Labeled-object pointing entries
^^^^^^^^

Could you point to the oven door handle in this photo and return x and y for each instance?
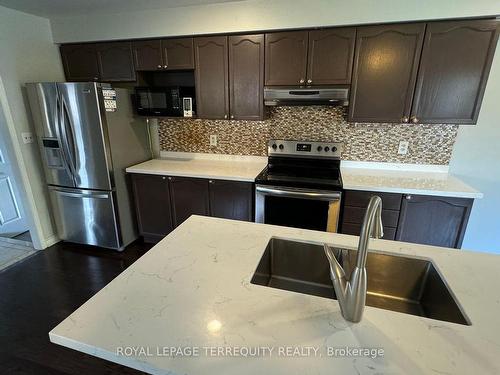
(296, 193)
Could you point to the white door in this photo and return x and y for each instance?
(12, 220)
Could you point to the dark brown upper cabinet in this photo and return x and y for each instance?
(231, 200)
(456, 61)
(385, 71)
(331, 53)
(246, 77)
(115, 61)
(166, 54)
(80, 62)
(189, 197)
(436, 221)
(178, 53)
(286, 58)
(211, 76)
(147, 55)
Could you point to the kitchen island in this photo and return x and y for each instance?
(193, 290)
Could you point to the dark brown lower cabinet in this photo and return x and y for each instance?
(152, 204)
(429, 220)
(189, 197)
(162, 203)
(231, 200)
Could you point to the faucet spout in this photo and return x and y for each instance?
(351, 293)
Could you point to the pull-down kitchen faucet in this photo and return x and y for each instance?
(352, 294)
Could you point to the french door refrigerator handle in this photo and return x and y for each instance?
(64, 154)
(63, 128)
(94, 195)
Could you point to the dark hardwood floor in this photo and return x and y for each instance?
(41, 291)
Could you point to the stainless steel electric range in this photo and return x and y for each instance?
(301, 186)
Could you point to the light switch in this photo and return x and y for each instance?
(213, 140)
(27, 137)
(403, 147)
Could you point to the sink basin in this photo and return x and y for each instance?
(398, 283)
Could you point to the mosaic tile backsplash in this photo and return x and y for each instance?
(429, 144)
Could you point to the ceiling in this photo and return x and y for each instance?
(63, 8)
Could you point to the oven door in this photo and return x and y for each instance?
(298, 208)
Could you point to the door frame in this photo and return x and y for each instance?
(21, 175)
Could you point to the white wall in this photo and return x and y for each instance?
(260, 15)
(28, 54)
(476, 158)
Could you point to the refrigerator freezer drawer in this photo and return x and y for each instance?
(86, 216)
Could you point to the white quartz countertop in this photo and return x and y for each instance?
(222, 168)
(406, 181)
(377, 177)
(193, 290)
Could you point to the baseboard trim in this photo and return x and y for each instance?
(49, 241)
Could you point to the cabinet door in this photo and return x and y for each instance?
(147, 55)
(231, 200)
(286, 58)
(178, 53)
(80, 62)
(246, 76)
(438, 221)
(116, 61)
(385, 70)
(456, 61)
(189, 197)
(331, 54)
(211, 74)
(152, 204)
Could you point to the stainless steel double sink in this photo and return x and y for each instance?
(398, 283)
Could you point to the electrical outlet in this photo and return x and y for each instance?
(27, 137)
(403, 147)
(213, 139)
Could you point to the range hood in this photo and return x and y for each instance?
(306, 95)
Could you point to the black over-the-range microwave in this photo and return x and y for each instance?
(176, 101)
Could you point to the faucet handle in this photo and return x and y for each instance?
(336, 271)
(378, 228)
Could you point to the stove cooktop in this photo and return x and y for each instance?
(302, 164)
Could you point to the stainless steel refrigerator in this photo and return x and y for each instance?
(88, 135)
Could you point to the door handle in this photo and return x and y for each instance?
(79, 195)
(62, 138)
(73, 151)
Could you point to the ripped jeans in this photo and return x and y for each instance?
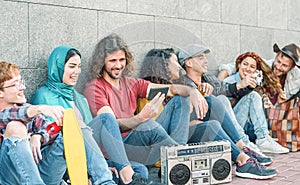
(18, 166)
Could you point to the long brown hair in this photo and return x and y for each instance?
(271, 84)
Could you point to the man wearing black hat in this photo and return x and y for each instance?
(285, 65)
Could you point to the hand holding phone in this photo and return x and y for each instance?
(154, 91)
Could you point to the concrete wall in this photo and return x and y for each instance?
(30, 29)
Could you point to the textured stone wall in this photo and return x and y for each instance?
(30, 29)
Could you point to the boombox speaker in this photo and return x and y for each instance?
(196, 164)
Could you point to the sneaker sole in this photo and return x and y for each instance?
(274, 152)
(266, 164)
(252, 176)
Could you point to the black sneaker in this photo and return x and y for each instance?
(266, 161)
(136, 180)
(253, 170)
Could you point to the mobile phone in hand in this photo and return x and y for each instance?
(154, 91)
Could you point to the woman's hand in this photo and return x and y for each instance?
(206, 89)
(35, 142)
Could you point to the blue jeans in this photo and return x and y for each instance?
(107, 135)
(144, 140)
(17, 164)
(137, 168)
(96, 164)
(250, 109)
(226, 103)
(227, 130)
(212, 131)
(18, 167)
(175, 118)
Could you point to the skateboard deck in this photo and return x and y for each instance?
(74, 149)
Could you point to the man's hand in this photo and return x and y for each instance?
(199, 103)
(206, 89)
(249, 80)
(35, 141)
(282, 97)
(222, 74)
(151, 108)
(114, 171)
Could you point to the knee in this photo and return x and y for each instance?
(255, 96)
(182, 100)
(106, 119)
(16, 128)
(214, 125)
(223, 99)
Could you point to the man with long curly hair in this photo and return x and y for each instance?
(111, 93)
(248, 107)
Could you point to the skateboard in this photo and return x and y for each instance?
(74, 149)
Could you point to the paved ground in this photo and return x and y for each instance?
(288, 166)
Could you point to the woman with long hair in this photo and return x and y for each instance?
(248, 106)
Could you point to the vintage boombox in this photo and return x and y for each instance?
(197, 163)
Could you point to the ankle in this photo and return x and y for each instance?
(126, 174)
(242, 159)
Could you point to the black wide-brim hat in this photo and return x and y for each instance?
(291, 50)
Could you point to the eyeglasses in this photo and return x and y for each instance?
(18, 85)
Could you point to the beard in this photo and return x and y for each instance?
(111, 75)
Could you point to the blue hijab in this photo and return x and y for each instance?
(55, 92)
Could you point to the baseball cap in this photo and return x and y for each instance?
(191, 50)
(291, 50)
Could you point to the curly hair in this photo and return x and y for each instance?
(108, 45)
(155, 64)
(271, 85)
(7, 72)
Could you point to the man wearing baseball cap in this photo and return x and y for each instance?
(285, 65)
(192, 58)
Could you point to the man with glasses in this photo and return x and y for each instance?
(40, 159)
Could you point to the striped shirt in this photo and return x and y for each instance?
(36, 125)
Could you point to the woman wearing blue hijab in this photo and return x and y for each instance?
(63, 72)
(64, 68)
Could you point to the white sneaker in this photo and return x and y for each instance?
(255, 148)
(268, 145)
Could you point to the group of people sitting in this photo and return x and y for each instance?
(121, 141)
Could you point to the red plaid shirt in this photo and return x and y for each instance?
(36, 125)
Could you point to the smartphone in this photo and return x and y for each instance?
(154, 91)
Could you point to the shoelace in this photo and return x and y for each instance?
(251, 152)
(255, 163)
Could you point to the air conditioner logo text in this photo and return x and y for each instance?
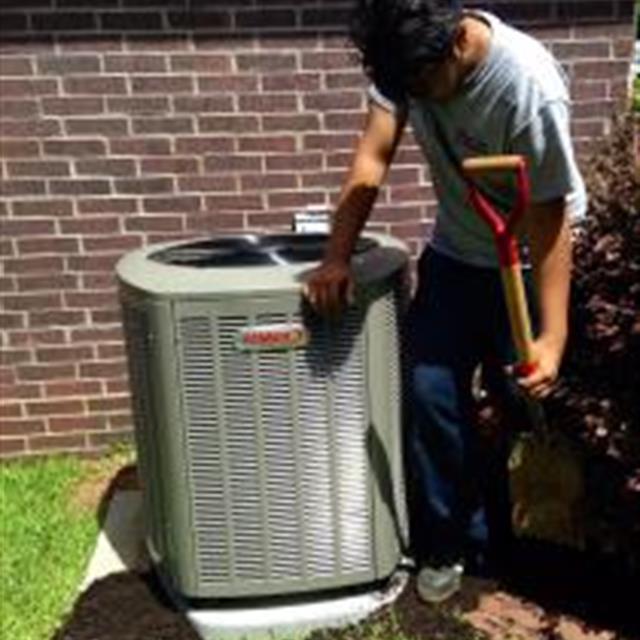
(272, 337)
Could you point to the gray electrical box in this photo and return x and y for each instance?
(269, 438)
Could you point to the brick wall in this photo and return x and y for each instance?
(141, 120)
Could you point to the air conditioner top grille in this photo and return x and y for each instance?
(251, 251)
(245, 265)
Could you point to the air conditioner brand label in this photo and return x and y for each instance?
(273, 337)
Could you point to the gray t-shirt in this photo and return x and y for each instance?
(515, 102)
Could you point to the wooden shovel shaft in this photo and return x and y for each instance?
(519, 319)
(489, 164)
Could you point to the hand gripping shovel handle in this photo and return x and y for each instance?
(507, 246)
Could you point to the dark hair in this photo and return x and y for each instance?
(394, 37)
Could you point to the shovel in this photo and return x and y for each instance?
(545, 472)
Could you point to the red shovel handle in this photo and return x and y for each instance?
(507, 246)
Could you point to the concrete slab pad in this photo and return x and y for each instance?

^^^^^^^^

## Stated goal
Except for the pictures, print the data above exactly.

## The completed task
Could you point to the oven door handle in this photo and return x and y for each instance?
(296, 193)
Could you point to the white door in this photo and return x and y for each instance?
(12, 220)
Could you point to the dark brown upper cabinet in this photo and return x and y for each instance?
(231, 200)
(456, 61)
(385, 71)
(331, 53)
(246, 77)
(115, 61)
(166, 54)
(80, 62)
(189, 197)
(436, 221)
(178, 53)
(286, 58)
(211, 76)
(147, 55)
Could you point to the kitchen island in this photo and return x and y for each instance?
(193, 290)
Could you point to the dark brown lower cabinet in this photo and return x and y for each instance?
(152, 204)
(429, 220)
(189, 197)
(162, 203)
(231, 200)
Could you point to the faucet spout in this photo and return x and y for each instance?
(351, 293)
Could you point to the pull-down kitchen faucet in this photo and return x and y for each instance?
(352, 294)
Could you point to the french door refrigerator handle in this photo and return x and y for each instance?
(64, 154)
(63, 128)
(94, 195)
Could you point to the dark hardwood floor in this photo and return x and y for each instance?
(41, 291)
Could you point to the stainless steel electric range in this photo and return x and y for each instance?
(301, 186)
Could you point to the light switch in this photo and return x and y for each instance?
(213, 140)
(27, 137)
(403, 147)
Could you point to the sink basin in this photo and return x and y for each instance?
(398, 283)
Could you point to the mosaic tile backsplash in this photo and return x and y for each instance?
(429, 144)
Could you point to the ceiling in this photo and return x and y for each instance?
(63, 8)
Could you point to the oven door in this photo and return x and y for each instance?
(298, 208)
Could you point to the door frame in this photo and return x and y for each instance?
(21, 175)
Could you point to the white wall in this photo and return x and y for each instance?
(260, 15)
(28, 54)
(476, 158)
Could you point to the refrigerator freezer drawer in this photo and return x and y for each instance?
(86, 216)
Could you point to the white quartz countertop in this photo and return x and y for each instance?
(222, 168)
(406, 181)
(377, 177)
(193, 290)
Could you point to the baseboard trim in this photo and return x and y for each instance?
(49, 241)
Could you point to the cabinet door in this photo and return x and y for each instance?
(147, 55)
(231, 200)
(286, 58)
(178, 53)
(80, 62)
(246, 76)
(438, 221)
(116, 61)
(385, 70)
(456, 61)
(189, 197)
(331, 54)
(211, 74)
(152, 204)
Could you point to the stainless steel double sink in this photo and return x and y for each instance?
(398, 283)
Could you point to the electrical outlet in this photo and return x and y for each instance?
(27, 137)
(403, 147)
(213, 139)
Could you point to the range hood in this photo and return x and y for each instance?
(306, 95)
Could you point to the black over-the-range microwave in this photo and return x and y for each instance?
(176, 101)
Could you point to the faucet handle in this photo and return x and y for each instance?
(336, 271)
(378, 228)
Could you point to the stove cooktop in this photo and return x and y for each instance?
(302, 164)
Could you point to the stainless steel refrigerator in this photo and return x and y for each instance?
(88, 135)
Could you point to the door handle in this photo and return x and y for each instance?
(79, 195)
(62, 138)
(73, 151)
Could you point to the ripped jeans in this photo and return x and y for each instance?
(18, 166)
Could you point to the long brown hair in this photo and return x and y for each instance?
(271, 84)
Could you point to the man wearing black hat in this photo and return x and y for each instance?
(285, 65)
Could you point to the hand holding phone in this photo and return x and y for each instance?
(154, 91)
Could you point to the concrete wall in this photo and return x and y for each instance?
(30, 29)
Could you point to the textured stone wall in this photo and return x and y for each instance?
(30, 29)
Could you point to the boombox speaker in this photo and return x and y for each instance?
(196, 164)
Could you point to the sneaker sole in this photo and return x and y for each instance?
(274, 152)
(266, 164)
(252, 176)
Could you point to the black sneaker in this photo and return x and y for each instance?
(266, 161)
(136, 180)
(253, 170)
Could you point to the mobile phone in hand in this photo and return x and y for each instance?
(154, 91)
Could you point to the woman's hand in this photo and return x and y for each instance?
(206, 89)
(35, 142)
Could you point to the blue jeans in this photo and return x and y for each instance?
(107, 135)
(144, 140)
(17, 164)
(137, 168)
(96, 164)
(250, 109)
(226, 103)
(227, 130)
(212, 131)
(18, 167)
(175, 118)
Could you point to the skateboard deck in this photo and return x and y for each instance?
(74, 149)
Could you point to the man's hand in this photo and return x and y for each instance?
(199, 103)
(206, 89)
(249, 80)
(35, 141)
(282, 97)
(222, 74)
(151, 108)
(114, 171)
Could you point to the knee in this photo and return x and y for each instance?
(255, 96)
(182, 100)
(106, 119)
(16, 128)
(214, 125)
(223, 99)
Could you point to the man with long curly hair in this photo and return x and y for each instance?
(111, 93)
(248, 107)
Could you point to the skateboard in this photo and return x and y for each instance?
(74, 149)
Could you point to the paved ground in this photo and return x and y for each instance?
(288, 166)
Could you point to the woman with long hair in this photo and return x and y for each instance?
(248, 106)
Could you point to the vintage boombox in this photo and return x and y for each instance?
(197, 163)
Could you point to the ankle in this photo and return x and y for each instance?
(126, 174)
(242, 159)
Could you point to the black wide-brim hat in this photo and return x and y for each instance?
(291, 50)
Could you point to the eyeglasses in this photo and return x and y for each instance?
(18, 85)
Could you point to the beard in this photo and return x and y for each instance?
(111, 75)
Could you point to the blue hijab in this photo and return x and y for each instance?
(55, 92)
Could you point to the baseball cap in this photo and return x and y for each instance?
(191, 50)
(291, 50)
Could you point to the curly hair in this photo and return x and y for each instance?
(108, 45)
(155, 64)
(271, 85)
(7, 72)
Could you point to the man wearing baseball cap in this photo and return x and y for each instance?
(285, 65)
(192, 58)
Could you point to the man with glasses in this photo and return x and y for each instance?
(40, 159)
Could you point to the striped shirt in this photo and return x and y for each instance?
(36, 125)
Could you point to the woman wearing blue hijab in this photo and return x and y for each instance?
(63, 72)
(64, 68)
Could you point to the white sneaker in this photo and return x and y for each instance?
(255, 148)
(268, 145)
Could you point to the group of people sitting in this photo and return x and y for each instance?
(121, 141)
Could you point to the red plaid shirt in this photo and return x and y for each instance?
(36, 125)
Could you point to the smartphone in this photo and return x and y for each instance?
(154, 91)
Could you point to the shoelace in this photo and return x and y for each instance?
(251, 152)
(255, 163)
Could you point to the air conditioner logo text in this photo and return x and y for each instance?
(272, 337)
Could you point to the gray electrical box in this photo and return x and y for each instance?
(269, 438)
Could you point to the brick wall in this photo and return x and y for each instance?
(141, 120)
Could you point to the air conditioner top grille in this photo and return x and y for each instance?
(251, 251)
(245, 265)
Could you point to the air conditioner brand label in this photo and return x and y for each instance?
(273, 337)
Could you point to the gray t-shirt in this photo and return x and y for each instance?
(515, 102)
Could you point to the wooden shovel shaft in this photo and return x and y for each instance?
(519, 319)
(489, 164)
Could you point to the hand gripping shovel handle in this photo and return x and y for each instance?
(507, 246)
Could you point to the dark hair in this photo and return x and y for each instance?
(394, 37)
Could you point to the shovel in this photo and return x and y for each instance?
(545, 472)
Could you point to the red shovel handle in this photo and return x and y for each instance?
(507, 246)
Could you point to the concrete slab pad in this photo and return x and y for each instance?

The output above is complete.